**TASK OBJECTIVE:** A verbatim copy of the whole listing is what is needed.

**EXERCISE INPUTS:**
====================

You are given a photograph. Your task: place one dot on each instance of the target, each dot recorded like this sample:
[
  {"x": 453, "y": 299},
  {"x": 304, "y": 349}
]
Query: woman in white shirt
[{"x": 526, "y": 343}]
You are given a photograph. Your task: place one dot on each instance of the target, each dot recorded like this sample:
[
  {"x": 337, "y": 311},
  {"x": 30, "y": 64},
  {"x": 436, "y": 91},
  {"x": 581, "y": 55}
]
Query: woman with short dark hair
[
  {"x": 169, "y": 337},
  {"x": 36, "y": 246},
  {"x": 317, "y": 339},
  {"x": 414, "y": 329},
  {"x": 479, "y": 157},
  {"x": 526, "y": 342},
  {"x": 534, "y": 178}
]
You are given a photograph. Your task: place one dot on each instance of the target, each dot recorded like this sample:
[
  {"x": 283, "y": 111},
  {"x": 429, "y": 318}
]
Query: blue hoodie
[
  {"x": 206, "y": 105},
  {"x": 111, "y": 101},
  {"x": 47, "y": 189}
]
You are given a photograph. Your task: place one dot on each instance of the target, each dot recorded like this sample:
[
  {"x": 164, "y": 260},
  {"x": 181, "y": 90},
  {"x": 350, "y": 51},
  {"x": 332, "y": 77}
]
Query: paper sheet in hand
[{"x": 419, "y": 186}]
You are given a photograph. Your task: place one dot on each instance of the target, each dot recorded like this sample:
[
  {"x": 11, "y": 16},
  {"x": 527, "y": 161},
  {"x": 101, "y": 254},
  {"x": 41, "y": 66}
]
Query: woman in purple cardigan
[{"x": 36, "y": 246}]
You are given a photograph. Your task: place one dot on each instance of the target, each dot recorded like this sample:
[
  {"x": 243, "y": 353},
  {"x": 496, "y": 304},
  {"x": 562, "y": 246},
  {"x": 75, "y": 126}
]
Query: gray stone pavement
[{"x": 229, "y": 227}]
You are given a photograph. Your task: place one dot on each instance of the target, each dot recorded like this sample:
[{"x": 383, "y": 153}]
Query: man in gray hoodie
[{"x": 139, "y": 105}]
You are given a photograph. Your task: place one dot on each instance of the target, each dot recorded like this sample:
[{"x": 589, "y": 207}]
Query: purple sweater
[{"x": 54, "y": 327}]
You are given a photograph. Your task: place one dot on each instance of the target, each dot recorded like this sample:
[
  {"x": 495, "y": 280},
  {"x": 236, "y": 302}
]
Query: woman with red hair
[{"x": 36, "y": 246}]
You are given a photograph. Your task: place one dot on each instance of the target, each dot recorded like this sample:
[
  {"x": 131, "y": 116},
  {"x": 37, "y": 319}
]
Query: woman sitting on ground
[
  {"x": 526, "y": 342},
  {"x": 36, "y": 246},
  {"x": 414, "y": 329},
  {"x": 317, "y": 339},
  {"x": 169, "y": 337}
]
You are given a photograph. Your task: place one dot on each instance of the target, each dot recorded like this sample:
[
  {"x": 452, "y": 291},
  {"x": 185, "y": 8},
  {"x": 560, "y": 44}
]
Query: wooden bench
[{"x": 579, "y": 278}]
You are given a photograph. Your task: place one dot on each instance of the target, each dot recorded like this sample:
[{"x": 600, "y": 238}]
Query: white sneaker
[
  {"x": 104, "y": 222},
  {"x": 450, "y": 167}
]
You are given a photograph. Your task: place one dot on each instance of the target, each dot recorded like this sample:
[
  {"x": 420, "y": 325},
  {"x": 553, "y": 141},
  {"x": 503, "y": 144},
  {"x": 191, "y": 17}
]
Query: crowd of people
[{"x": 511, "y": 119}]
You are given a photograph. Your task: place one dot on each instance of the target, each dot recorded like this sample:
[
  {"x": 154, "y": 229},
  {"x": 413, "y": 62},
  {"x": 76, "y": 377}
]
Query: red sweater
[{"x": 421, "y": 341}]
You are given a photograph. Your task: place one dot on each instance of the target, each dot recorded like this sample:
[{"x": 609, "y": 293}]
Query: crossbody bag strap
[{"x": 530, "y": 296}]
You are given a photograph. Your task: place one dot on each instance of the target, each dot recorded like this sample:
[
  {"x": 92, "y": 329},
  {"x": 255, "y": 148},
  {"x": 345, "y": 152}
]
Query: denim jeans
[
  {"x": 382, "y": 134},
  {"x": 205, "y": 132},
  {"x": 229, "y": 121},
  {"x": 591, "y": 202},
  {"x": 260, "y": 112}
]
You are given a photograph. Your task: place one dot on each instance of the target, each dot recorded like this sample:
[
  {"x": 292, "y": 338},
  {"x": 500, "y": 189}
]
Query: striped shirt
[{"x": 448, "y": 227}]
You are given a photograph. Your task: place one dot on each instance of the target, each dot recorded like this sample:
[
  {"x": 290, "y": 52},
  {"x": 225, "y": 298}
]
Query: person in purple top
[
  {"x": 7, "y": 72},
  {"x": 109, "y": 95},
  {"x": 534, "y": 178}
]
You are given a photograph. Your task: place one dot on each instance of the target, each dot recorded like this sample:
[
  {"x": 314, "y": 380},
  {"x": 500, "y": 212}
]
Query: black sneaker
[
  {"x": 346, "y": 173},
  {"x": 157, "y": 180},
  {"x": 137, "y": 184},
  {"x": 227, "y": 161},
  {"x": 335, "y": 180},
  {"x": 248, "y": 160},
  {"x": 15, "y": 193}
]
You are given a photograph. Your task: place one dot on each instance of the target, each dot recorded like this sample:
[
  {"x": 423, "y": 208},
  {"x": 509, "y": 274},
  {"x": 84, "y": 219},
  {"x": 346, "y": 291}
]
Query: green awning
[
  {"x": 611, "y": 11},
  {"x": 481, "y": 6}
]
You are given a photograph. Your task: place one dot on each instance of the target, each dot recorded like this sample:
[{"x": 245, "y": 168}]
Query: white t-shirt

====================

**OUTPUT FOR THIS EXERCISE:**
You are given a photograph. Your task: place one dot on each instance of the target, each dot recorded like this sample:
[
  {"x": 453, "y": 299},
  {"x": 304, "y": 349}
]
Query: woman in white shirt
[{"x": 526, "y": 343}]
You are given a photograph. Your task: place one dot on each instance of the target, each dot recorded like this sample:
[
  {"x": 337, "y": 311},
  {"x": 30, "y": 64},
  {"x": 436, "y": 91},
  {"x": 581, "y": 55}
]
Query: woman with short dark hair
[
  {"x": 169, "y": 337},
  {"x": 36, "y": 246},
  {"x": 317, "y": 339},
  {"x": 414, "y": 329},
  {"x": 479, "y": 157},
  {"x": 526, "y": 342},
  {"x": 534, "y": 178}
]
You are given a photograph. Your task: place one dot on each instance of the target, each dot recorded like this sample:
[
  {"x": 283, "y": 111},
  {"x": 429, "y": 318}
]
Query: blue hoodie
[
  {"x": 206, "y": 105},
  {"x": 111, "y": 101},
  {"x": 47, "y": 189}
]
You are given a photograph. Your task: place one dot on each instance of the target, each dot recorded like this sample:
[
  {"x": 164, "y": 260},
  {"x": 181, "y": 90},
  {"x": 350, "y": 51},
  {"x": 332, "y": 77}
]
Query: paper sheet in hand
[{"x": 419, "y": 186}]
You are given a photograph. Your task: place one dot on each instance of the target, each dot recorded like this sample:
[
  {"x": 11, "y": 16},
  {"x": 527, "y": 161},
  {"x": 101, "y": 254},
  {"x": 41, "y": 66}
]
Query: woman in purple cardigan
[{"x": 36, "y": 246}]
You are given a photograph. Your task: place one dot on each instance of the target, each dot recorded like this sample:
[
  {"x": 243, "y": 353},
  {"x": 496, "y": 304},
  {"x": 562, "y": 246},
  {"x": 75, "y": 126}
]
Query: gray stone pavement
[{"x": 229, "y": 227}]
You are given a photograph. Your task: place one dot on each instance of the target, each dot recorded like this sample:
[{"x": 383, "y": 153}]
Query: man in gray hoodie
[{"x": 139, "y": 105}]
You are given a photograph. Your task: place one dot on each instance of the target, each dot recorded like this sample:
[{"x": 589, "y": 207}]
Query: purple sweater
[{"x": 54, "y": 327}]
You are given a photograph. Your task: place one dot on each instance of the target, each dot recorded like this sample:
[
  {"x": 495, "y": 280},
  {"x": 236, "y": 302}
]
Query: woman with red hair
[{"x": 36, "y": 246}]
You are given a photograph. Your task: place one dot on each instance of the target, each dot recorded like this sample:
[
  {"x": 131, "y": 116},
  {"x": 37, "y": 319}
]
Query: woman sitting on ground
[
  {"x": 526, "y": 342},
  {"x": 36, "y": 246},
  {"x": 414, "y": 329},
  {"x": 317, "y": 339},
  {"x": 169, "y": 337}
]
You are given a photograph. Your task: place one dot on each instance of the target, each dot recorded like this sample:
[
  {"x": 452, "y": 291},
  {"x": 185, "y": 8},
  {"x": 560, "y": 44}
]
Query: wooden bench
[{"x": 579, "y": 278}]
You are given a photograph. Your task: place one dot on each instance of the target, each dot recorded like this sample:
[{"x": 600, "y": 238}]
Query: white sneaker
[
  {"x": 104, "y": 222},
  {"x": 450, "y": 167}
]
You are given a photograph. Your task: place one dot on each instance of the target, each dot recorded like this sample:
[
  {"x": 420, "y": 325},
  {"x": 553, "y": 141},
  {"x": 503, "y": 144},
  {"x": 191, "y": 17}
]
Query: crowd of people
[{"x": 511, "y": 119}]
You are given a photograph. Your task: place one dot on each instance of the target, each dot recorded like this sample:
[
  {"x": 154, "y": 229},
  {"x": 413, "y": 62},
  {"x": 76, "y": 377}
]
Query: red sweater
[{"x": 421, "y": 341}]
You are given a photograph. Your task: place one dot on each instance of the target, each dot recorded like this sample:
[{"x": 609, "y": 293}]
Query: crossbody bag strap
[{"x": 530, "y": 296}]
You are given a photograph. Your task: place one dot on each instance of the target, each dot recorded like this sample:
[
  {"x": 92, "y": 329},
  {"x": 255, "y": 148},
  {"x": 345, "y": 152}
]
Query: denim jeans
[
  {"x": 382, "y": 134},
  {"x": 205, "y": 132},
  {"x": 229, "y": 121},
  {"x": 591, "y": 202},
  {"x": 260, "y": 112}
]
You are given a photograph. Your task: place one dot on each instance of the target, each dot recorded like this sample:
[
  {"x": 292, "y": 338},
  {"x": 500, "y": 189}
]
Query: striped shirt
[{"x": 448, "y": 227}]
You are given a photograph. Your task: place one dot on each instance of the target, each dot recorded like this sample:
[
  {"x": 290, "y": 52},
  {"x": 225, "y": 298}
]
Query: person in purple top
[
  {"x": 7, "y": 72},
  {"x": 109, "y": 95},
  {"x": 534, "y": 178}
]
You are given a photograph. Your task: place one dot on each instance of the target, each dot recorded like this sample:
[
  {"x": 314, "y": 380},
  {"x": 500, "y": 212}
]
Query: black sneaker
[
  {"x": 346, "y": 173},
  {"x": 157, "y": 180},
  {"x": 137, "y": 184},
  {"x": 227, "y": 161},
  {"x": 335, "y": 180},
  {"x": 248, "y": 160},
  {"x": 15, "y": 193}
]
You are given a photograph. Your task: place one dot on each instance of the target, each dot recorded like this sample:
[
  {"x": 423, "y": 208},
  {"x": 509, "y": 274},
  {"x": 84, "y": 219},
  {"x": 346, "y": 291}
]
Query: green awning
[
  {"x": 611, "y": 11},
  {"x": 481, "y": 6}
]
You are given a photograph. Your task: place one dot on each instance of the target, each dot recorded like this sample:
[{"x": 245, "y": 168}]
Query: white t-shirt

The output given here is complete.